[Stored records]
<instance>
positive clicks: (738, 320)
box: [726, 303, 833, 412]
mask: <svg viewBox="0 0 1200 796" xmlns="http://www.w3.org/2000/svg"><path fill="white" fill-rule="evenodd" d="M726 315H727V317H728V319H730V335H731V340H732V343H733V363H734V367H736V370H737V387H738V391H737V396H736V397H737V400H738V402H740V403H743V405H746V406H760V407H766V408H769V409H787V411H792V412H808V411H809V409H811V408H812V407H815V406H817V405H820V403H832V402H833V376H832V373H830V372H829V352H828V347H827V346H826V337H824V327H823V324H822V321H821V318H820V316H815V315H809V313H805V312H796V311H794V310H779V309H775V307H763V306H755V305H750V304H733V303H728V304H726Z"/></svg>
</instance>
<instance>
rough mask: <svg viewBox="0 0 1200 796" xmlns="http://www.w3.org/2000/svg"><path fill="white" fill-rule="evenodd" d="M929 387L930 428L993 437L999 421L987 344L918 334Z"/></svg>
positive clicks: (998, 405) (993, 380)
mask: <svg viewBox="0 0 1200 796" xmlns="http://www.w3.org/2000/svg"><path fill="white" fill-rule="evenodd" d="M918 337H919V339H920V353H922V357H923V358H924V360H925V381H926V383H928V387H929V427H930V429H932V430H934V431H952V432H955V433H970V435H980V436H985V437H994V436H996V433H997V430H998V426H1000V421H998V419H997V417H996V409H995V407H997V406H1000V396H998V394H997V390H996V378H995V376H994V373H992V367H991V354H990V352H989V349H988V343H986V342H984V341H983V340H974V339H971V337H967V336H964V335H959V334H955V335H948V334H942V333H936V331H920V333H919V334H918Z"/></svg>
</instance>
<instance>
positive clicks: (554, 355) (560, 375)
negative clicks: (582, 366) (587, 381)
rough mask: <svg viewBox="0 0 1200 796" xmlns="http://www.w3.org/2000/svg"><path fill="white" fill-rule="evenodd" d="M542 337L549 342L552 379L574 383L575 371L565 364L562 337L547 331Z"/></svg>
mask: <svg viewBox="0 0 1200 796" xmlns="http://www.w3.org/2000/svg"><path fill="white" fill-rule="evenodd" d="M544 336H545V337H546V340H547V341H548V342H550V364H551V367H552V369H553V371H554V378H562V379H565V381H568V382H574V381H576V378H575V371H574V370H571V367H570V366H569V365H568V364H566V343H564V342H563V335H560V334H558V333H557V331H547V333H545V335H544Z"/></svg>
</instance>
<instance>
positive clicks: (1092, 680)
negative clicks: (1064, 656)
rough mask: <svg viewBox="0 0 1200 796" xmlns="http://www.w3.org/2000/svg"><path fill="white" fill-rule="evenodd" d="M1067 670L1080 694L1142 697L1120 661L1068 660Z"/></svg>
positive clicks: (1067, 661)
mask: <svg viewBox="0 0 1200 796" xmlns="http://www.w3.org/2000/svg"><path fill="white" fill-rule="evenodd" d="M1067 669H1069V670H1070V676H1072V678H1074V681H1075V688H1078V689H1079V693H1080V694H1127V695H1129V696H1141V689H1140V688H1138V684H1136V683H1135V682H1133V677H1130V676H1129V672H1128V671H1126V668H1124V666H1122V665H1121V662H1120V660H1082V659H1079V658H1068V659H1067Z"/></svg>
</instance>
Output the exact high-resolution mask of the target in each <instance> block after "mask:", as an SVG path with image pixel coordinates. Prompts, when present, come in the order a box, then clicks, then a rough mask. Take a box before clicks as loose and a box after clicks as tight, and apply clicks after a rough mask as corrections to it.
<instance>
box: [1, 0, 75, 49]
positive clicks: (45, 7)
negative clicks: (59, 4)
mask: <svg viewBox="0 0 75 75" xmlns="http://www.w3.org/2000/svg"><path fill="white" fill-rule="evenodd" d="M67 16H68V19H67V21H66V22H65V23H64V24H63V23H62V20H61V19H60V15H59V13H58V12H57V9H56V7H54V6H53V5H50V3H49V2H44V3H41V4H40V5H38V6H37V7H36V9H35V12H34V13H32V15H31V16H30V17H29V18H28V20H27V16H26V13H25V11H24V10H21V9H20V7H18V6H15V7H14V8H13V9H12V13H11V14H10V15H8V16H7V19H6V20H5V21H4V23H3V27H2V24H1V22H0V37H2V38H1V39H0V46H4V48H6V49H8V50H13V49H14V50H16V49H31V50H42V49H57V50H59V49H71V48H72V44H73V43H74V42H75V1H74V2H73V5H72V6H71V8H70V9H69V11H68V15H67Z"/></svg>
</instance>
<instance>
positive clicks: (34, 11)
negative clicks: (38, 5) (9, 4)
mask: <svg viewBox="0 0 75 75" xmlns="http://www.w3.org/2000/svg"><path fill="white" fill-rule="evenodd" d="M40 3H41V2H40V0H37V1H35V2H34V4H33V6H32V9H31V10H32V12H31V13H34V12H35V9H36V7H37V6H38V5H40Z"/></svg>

* What is being asked *
All lines above are to be transcribed exactly.

* Your solution *
<instance>
positive clicks: (738, 320)
box: [726, 303, 833, 412]
mask: <svg viewBox="0 0 1200 796" xmlns="http://www.w3.org/2000/svg"><path fill="white" fill-rule="evenodd" d="M726 315H727V317H728V319H730V335H731V340H732V343H733V363H734V367H736V370H737V387H738V391H737V396H736V397H737V400H738V402H740V403H743V405H746V406H760V407H766V408H769V409H787V411H792V412H808V411H809V409H811V408H812V407H815V406H817V405H820V403H832V402H833V376H832V373H830V372H829V352H828V347H827V346H826V337H824V327H823V324H822V321H821V318H820V316H815V315H809V313H805V312H796V311H794V310H779V309H775V307H763V306H755V305H750V304H733V303H728V304H726Z"/></svg>
</instance>
<instance>
rough mask: <svg viewBox="0 0 1200 796" xmlns="http://www.w3.org/2000/svg"><path fill="white" fill-rule="evenodd" d="M929 387L930 428L993 437L999 421L987 344L918 334Z"/></svg>
positive clicks: (998, 405) (993, 380)
mask: <svg viewBox="0 0 1200 796" xmlns="http://www.w3.org/2000/svg"><path fill="white" fill-rule="evenodd" d="M918 337H919V339H920V353H922V357H923V358H924V360H925V381H926V383H928V387H929V427H930V429H932V430H934V431H952V432H955V433H970V435H980V436H985V437H994V436H996V433H997V430H998V426H1000V421H998V419H997V417H996V409H995V407H997V406H1000V396H998V394H997V390H996V378H995V376H994V373H992V367H991V354H990V352H989V349H988V343H986V342H984V341H983V340H974V339H971V337H967V336H964V335H959V334H955V335H948V334H942V333H936V331H920V333H919V334H918Z"/></svg>
</instance>
<instance>
positive clicks: (554, 355) (560, 375)
negative clicks: (582, 366) (587, 381)
rough mask: <svg viewBox="0 0 1200 796" xmlns="http://www.w3.org/2000/svg"><path fill="white" fill-rule="evenodd" d="M542 337L549 342L552 379L574 383L575 371L565 364L562 337L547 331Z"/></svg>
mask: <svg viewBox="0 0 1200 796" xmlns="http://www.w3.org/2000/svg"><path fill="white" fill-rule="evenodd" d="M544 336H545V337H546V340H547V341H548V342H550V364H551V367H552V369H553V371H554V378H562V379H565V381H568V382H574V381H576V378H575V371H574V370H571V367H570V366H569V365H568V364H566V343H564V342H563V335H560V334H558V333H557V331H547V333H545V335H544Z"/></svg>
</instance>
<instance>
positive clicks: (1092, 680)
negative clicks: (1064, 656)
rough mask: <svg viewBox="0 0 1200 796" xmlns="http://www.w3.org/2000/svg"><path fill="white" fill-rule="evenodd" d="M1067 670L1080 694L1142 697L1120 661L1068 660Z"/></svg>
positive clicks: (1067, 661)
mask: <svg viewBox="0 0 1200 796" xmlns="http://www.w3.org/2000/svg"><path fill="white" fill-rule="evenodd" d="M1067 669H1069V670H1070V676H1072V678H1074V681H1075V688H1078V689H1079V693H1080V694H1127V695H1129V696H1141V689H1140V688H1138V684H1136V683H1135V682H1133V677H1130V676H1129V672H1128V671H1126V668H1124V666H1122V665H1121V662H1120V660H1082V659H1079V658H1068V659H1067Z"/></svg>
</instance>
Output the exact high-resolution mask of the target in each <instance> block after "mask:", as an SVG path with image pixel coordinates. Prompts, when present, come in the order a box, then clicks, then a rough mask. Take a box before clicks as loose and a box after clicks as tight, and apply clicks after a rough mask as corrections to it.
<instance>
box: [1, 0, 75, 49]
positive clicks: (45, 7)
negative clicks: (59, 4)
mask: <svg viewBox="0 0 75 75" xmlns="http://www.w3.org/2000/svg"><path fill="white" fill-rule="evenodd" d="M67 16H68V19H67V21H66V22H65V23H64V24H63V23H62V20H61V19H60V15H59V13H58V12H57V9H56V7H54V6H53V5H50V3H49V2H44V3H41V4H40V5H38V6H37V7H36V9H35V12H34V13H32V15H31V16H30V17H29V18H28V20H27V16H26V13H25V11H24V10H21V9H20V7H18V6H15V7H14V8H13V9H12V13H11V14H10V15H8V16H7V19H6V20H5V21H4V23H3V27H2V24H1V22H0V37H2V38H1V39H0V46H4V48H6V49H8V50H13V49H14V50H16V49H31V50H42V49H57V50H59V49H71V48H72V44H73V43H74V42H75V1H74V2H73V5H72V6H71V8H70V9H69V11H68V15H67Z"/></svg>
</instance>
<instance>
positive clicks: (34, 11)
negative clicks: (38, 5) (9, 4)
mask: <svg viewBox="0 0 75 75" xmlns="http://www.w3.org/2000/svg"><path fill="white" fill-rule="evenodd" d="M40 3H41V2H40V0H37V1H35V2H34V4H33V6H32V9H31V10H32V12H31V13H34V12H35V9H36V7H37V6H38V5H40Z"/></svg>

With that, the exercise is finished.